Point placement records
==============================
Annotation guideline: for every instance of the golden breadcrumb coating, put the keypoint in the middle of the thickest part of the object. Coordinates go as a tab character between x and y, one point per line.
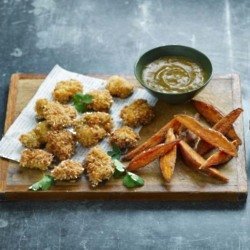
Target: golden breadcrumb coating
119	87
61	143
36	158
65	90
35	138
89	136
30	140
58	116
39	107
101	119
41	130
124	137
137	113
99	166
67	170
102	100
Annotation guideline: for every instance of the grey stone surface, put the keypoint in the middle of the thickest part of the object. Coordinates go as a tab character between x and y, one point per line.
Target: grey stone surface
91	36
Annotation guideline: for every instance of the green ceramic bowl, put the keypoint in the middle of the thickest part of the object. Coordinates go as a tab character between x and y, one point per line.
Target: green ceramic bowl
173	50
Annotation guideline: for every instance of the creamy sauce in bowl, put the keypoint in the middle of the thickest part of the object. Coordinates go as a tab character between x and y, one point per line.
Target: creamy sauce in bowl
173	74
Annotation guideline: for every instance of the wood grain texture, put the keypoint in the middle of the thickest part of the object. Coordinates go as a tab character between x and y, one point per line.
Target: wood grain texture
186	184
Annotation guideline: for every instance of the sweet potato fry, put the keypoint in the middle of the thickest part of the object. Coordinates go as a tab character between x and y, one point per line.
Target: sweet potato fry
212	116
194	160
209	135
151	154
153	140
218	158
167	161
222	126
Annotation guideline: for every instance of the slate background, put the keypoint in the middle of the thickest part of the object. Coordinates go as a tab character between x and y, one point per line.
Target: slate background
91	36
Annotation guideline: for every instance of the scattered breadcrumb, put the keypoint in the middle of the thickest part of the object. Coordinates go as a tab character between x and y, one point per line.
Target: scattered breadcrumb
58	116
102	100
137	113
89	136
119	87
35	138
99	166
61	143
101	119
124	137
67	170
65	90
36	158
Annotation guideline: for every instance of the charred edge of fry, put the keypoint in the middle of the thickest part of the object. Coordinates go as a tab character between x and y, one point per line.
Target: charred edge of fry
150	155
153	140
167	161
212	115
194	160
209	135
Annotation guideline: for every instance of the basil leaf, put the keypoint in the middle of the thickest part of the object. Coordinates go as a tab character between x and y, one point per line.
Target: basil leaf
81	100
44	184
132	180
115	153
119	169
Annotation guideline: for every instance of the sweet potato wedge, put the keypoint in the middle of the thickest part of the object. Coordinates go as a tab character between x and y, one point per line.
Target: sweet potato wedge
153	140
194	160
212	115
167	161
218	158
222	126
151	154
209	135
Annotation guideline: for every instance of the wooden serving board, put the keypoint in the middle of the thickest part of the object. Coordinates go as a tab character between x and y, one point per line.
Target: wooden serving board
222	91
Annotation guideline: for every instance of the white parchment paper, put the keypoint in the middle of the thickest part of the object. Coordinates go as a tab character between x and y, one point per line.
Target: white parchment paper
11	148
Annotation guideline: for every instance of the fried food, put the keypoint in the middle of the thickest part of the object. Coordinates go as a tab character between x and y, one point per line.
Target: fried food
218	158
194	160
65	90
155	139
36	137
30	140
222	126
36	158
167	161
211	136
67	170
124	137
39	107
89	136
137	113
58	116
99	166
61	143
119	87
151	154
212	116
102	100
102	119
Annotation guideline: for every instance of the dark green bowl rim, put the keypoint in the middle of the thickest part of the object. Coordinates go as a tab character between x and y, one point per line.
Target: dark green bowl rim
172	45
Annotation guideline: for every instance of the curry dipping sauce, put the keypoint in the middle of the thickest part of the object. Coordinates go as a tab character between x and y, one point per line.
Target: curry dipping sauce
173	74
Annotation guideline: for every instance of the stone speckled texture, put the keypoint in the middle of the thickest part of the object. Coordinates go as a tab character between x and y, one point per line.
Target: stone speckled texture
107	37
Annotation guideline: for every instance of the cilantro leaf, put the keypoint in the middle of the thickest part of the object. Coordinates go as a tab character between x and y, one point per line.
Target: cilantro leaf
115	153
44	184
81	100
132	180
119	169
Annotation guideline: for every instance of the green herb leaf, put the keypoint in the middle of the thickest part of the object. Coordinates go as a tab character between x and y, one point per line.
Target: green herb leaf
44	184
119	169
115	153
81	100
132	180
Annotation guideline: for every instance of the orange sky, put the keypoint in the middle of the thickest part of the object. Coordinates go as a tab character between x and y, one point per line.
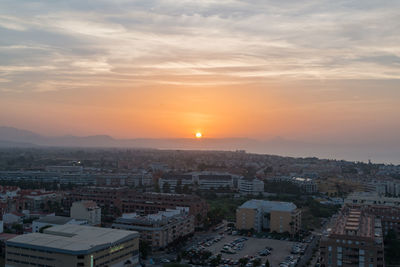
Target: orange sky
==============================
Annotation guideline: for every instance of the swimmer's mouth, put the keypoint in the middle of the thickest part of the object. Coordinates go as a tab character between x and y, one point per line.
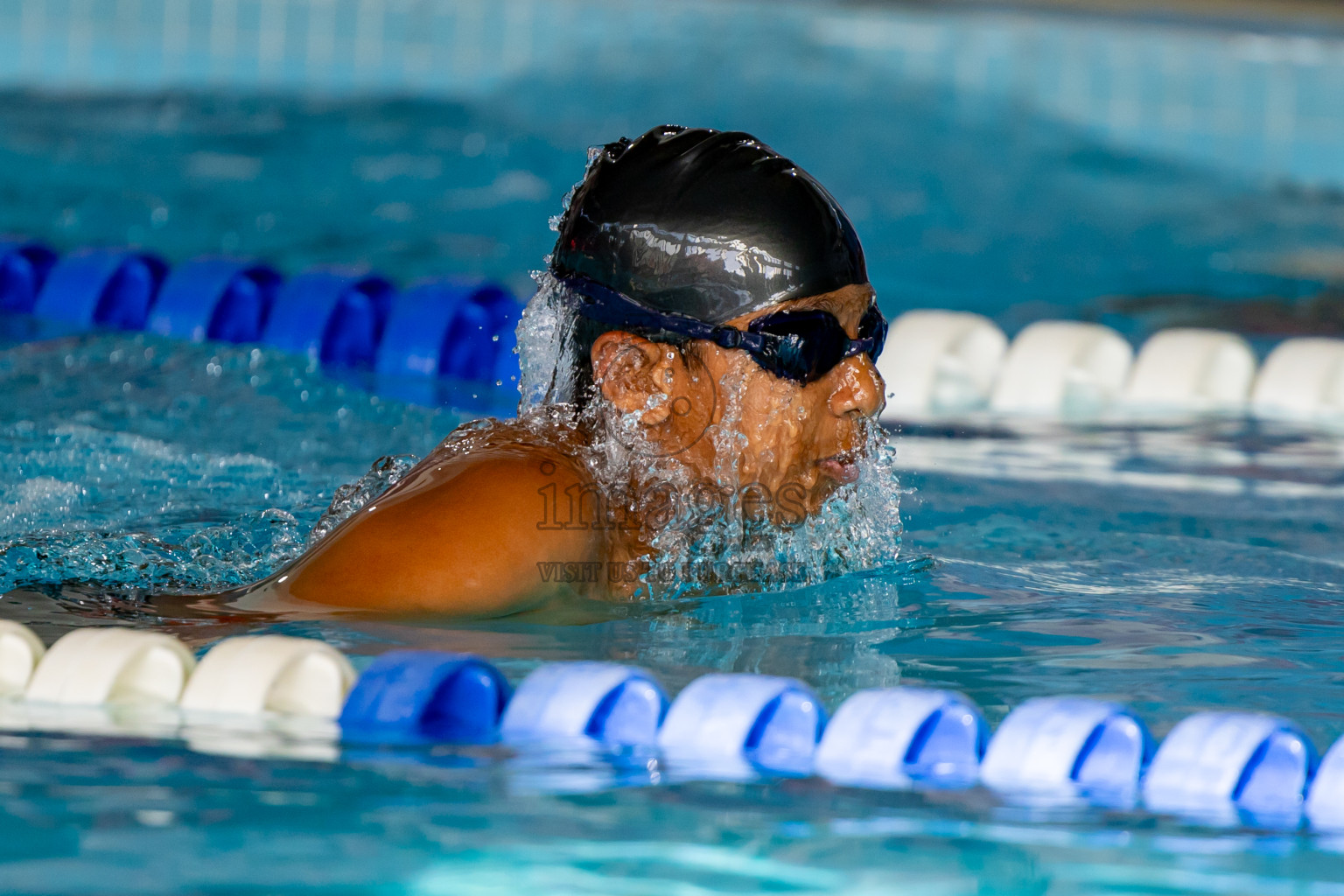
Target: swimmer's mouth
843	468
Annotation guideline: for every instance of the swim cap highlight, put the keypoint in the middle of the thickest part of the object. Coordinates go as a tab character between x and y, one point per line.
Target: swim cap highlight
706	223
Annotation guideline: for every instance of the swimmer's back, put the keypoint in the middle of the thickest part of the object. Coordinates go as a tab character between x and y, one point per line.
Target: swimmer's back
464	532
==============================
Your instructions
Count the lines of the listing above that contain the word "charred" and give only that number.

Solved problem
2